Written tasks —
1. Reproduce a section of the thermal pad thread word for word. Begin at the words "Hey Nguyen, I" and stop after "heat it up.".
2. Answer these questions using the thermal pad thread:
(a) According to AOne, roughly how large is the gap between the VRAMs and the heatsink on the Asus currently owned?
(b) What tool does nguyen recommend for heating up the heatsink?
(c) According to nguyen, what can high viscosity paste create when the heatsink is cold?
3. Write the next part of the thermal pad thread, picking up right after its final line.

Supplied passage —
-*-

Can I stack thermal pads, Sorry for the stupid question..


----------



## AOne (Nov 1, 2020)

budgetgaming said:


> Sorry i dont quite understand how am I going to do this, some thermal pads uses 2mm smoe are 1mm if i use the thermal paste how will it all touch the heatsink


No pads - paste only. Thick layer of paste, so you're sure it conducts heat from VRAMs to heatsink. Mine is like that from factory.


----------



## nguyen (Nov 1, 2020)

AOne said:


> No pads - paste only. Thick layer of paste, so you're sure it conducts heat from VRAMs to heatsink. Mine is like that from factory.



yeah that depends on the gap size, too big and the thermal paste is useless.
I put some thermal paste on VRAM and they don't make any contact with the heatsink at all. Same with VRM too.



budgetgaming said:


> Can I stack thermal pads, Sorry for the stupid question..



Yes you can stack them, make sure you heat up the heatsink with hair dryer and tighten the screws. Hold the screwdriver with your fingers and tighten to a complete stop, in the X order too.


----------



## AOne (Nov 1, 2020)

Just be careful, not to detach the threaded tiny bushings from the board, cause than you'll find yourself into an adventure. Been there, done that with my previous laptop (2-3 years old at the moment).
The gap between VRAMs and heatsink is approximately 2 mm on my current Asus. I understand your argument, that too much paste would serve as an insulator instead of dissipater, but it's manufactured like that.


----------



## budgetgaming (Nov 1, 2020)

nguyen said:


> yeah that depends on the gap size, too big and the thermal paste is useless.
> I put some thermal paste on VRAM and they don't make any contact with the heatsink at all. Same with VRM too.
> 
> 
> ...



Hey Nguyen, I have goodnews for you, I finaly did it pasting thermalright, By extra heating the heatsink until it very hot as you told me, Place it and keep heating it until you tighten the screw, now the Temp the same as Krynout well almost. I have attached my temp while idel and TS bench....same as Krynout....

Also the Voltage regulator on the top, I suspect that it did not touch the heat sink, I add another layer which i check that it uses 2mm thick Thermalpad.


----------



## nguyen (Nov 1, 2020)

good job there , yeah high viscosity paste can create some resistance against tightening the heatsink when it is cold, best to heat it up.


----------



## budgetgaming (Nov 1, 2020)

I think I know know how to paste better....but undervolting still learning.....


----------



## budgetgaming (Nov 2, 2020)

-*-

Material provided —
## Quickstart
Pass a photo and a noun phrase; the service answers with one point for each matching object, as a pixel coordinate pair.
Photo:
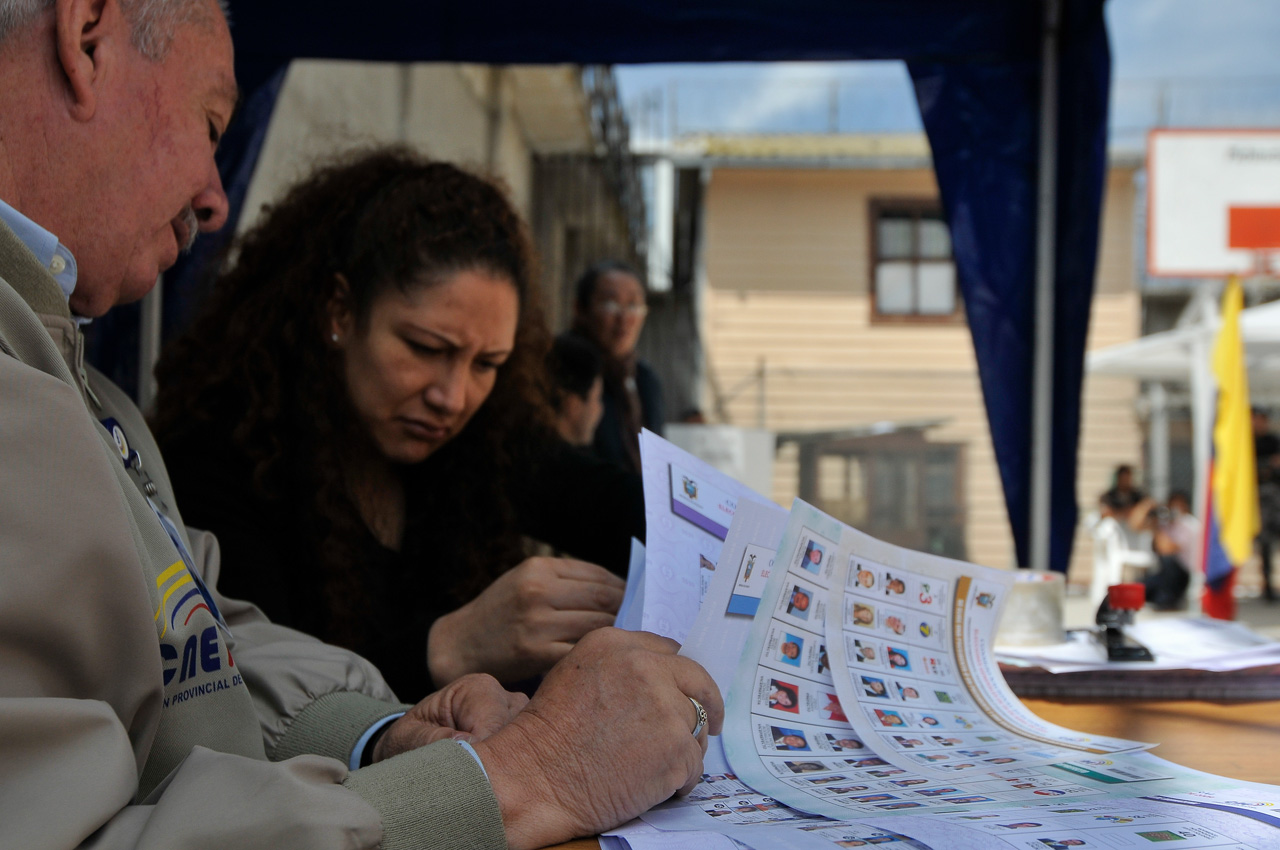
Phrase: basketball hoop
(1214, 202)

-*-

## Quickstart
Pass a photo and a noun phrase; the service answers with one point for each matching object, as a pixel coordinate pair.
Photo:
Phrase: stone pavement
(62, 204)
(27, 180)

-*-

Solved problems —
1.
Hey Nguyen, I have goodnews for you, I finaly did it pasting thermalright, By extra heating the heatsink until it very hot as you told me, Place it and keep heating it until you tighten the screw, now the Temp the same as Krynout well almost. I have attached my temp while idel and TS bench....same as Krynout....

Also the Voltage regulator on the top, I suspect that it did not touch the heat sink, I add another layer which i check that it uses 2mm thick Thermalpad.


----------



## nguyen (Nov 1, 2020)

good job there , yeah high viscosity paste can create some resistance against tightening the heatsink when it is cold, best to heat it up.

2.
(a) Approximately 2 mm.
(b) A hair dryer.
(c) Some resistance against tightening the heatsink.

3.
Dear all,

I have tried every setting that i know pushing it to the edge from minimum to maximum, Playing AAA titles more then 20 minutes, my laptop is surly will 97 degree especialy with GPU running if I put EPP on 0, I know that higher nuber will slow down the CPU but the temps will not be crazy as 0. I have monitored that while gaming on EPP 0 the speed of CPU are around 3.8-3.4, pushing the EPP to std state which 128 playing AAA titels will put cpu speed 3.0 - 3.1 with 100% CO%, but the temperature is more on stable around 80 not more then 90......I think putting the EPP 0 is not a good choise when playing games in long run, but doing office work maybe be will be mopre fit lowering the EPP numbers....what do you think


----------



## budgetgaming (Nov 11, 2020)

nguyen said:


> good job there , yeah high viscosity paste can create some resistance against tightening the heatsink when it is cold, best to heat it up.



Hai today I found out that the temp are back alot worse, when idle it never went below 54 degree and gpu is idle on 50 degree, Funy thing sometime when browsing it spike the temp to 97....


----------



## nguyen (Nov 11, 2020)

budgetgaming said:


> Hai today I found out that the temp are back alot worse, when idle it never went below 54 degree and gpu is idle on 50 degree, Funy thing sometime when browsing it spike the temp to 97....



Does your laptop sit in one place all the time or you carry it around ?
After some heavy workload, I suggest let the laptop cool down first before storing it in a backpack (let the laptop sit in idle for 15min before shutting down). The reason is that the TIM might drip out from the CPU die when you store the Laptop vertically and the TIM is still hot.


----------



## budgetgaming (Nov 11, 2020)

I forgot to photo when I replace the I found out that the tin on the cpu die barely left....also the Thermalpad, I found that there is resedue on the pad....I have worried that i might not get the right thickness of the pad


----------



## Hicksetto (Nov 20, 2020)

Do you know why my post gone to "moderator approval" ?

Hello Guys,

I have been testing some ThrottleStop setting for a while and come across to this valuable topic. First of all thanks a million to @unclewebb for this great tool. And many thanks to @nguyen and @budgetgaming for priceless inputs in this topic.

I'm using HP Omen 15 2020 with i7 10750H CPU and RTX 2070 Max-Q Refresh (105w.) GPU.

I found best perf/temp with below settings after reading this topic but I'm sure that we can improve with your great experiences:

Speed Shift - EPP : 0
CPU Core Offset Voltage : -0,225.6 mV
CPU Cache Offset Voltage : -0,82 mV
TPL PL1 : 45
TPL PL2 : 55

CPU temp is around 80 degrees and most of the time I see CPU over 4.0 GHz. (This make me feel Windows is very responsive than before.)

I hit my best 3D Mark Time Spy with 7384 points. ( VGA OC'ed a bit.)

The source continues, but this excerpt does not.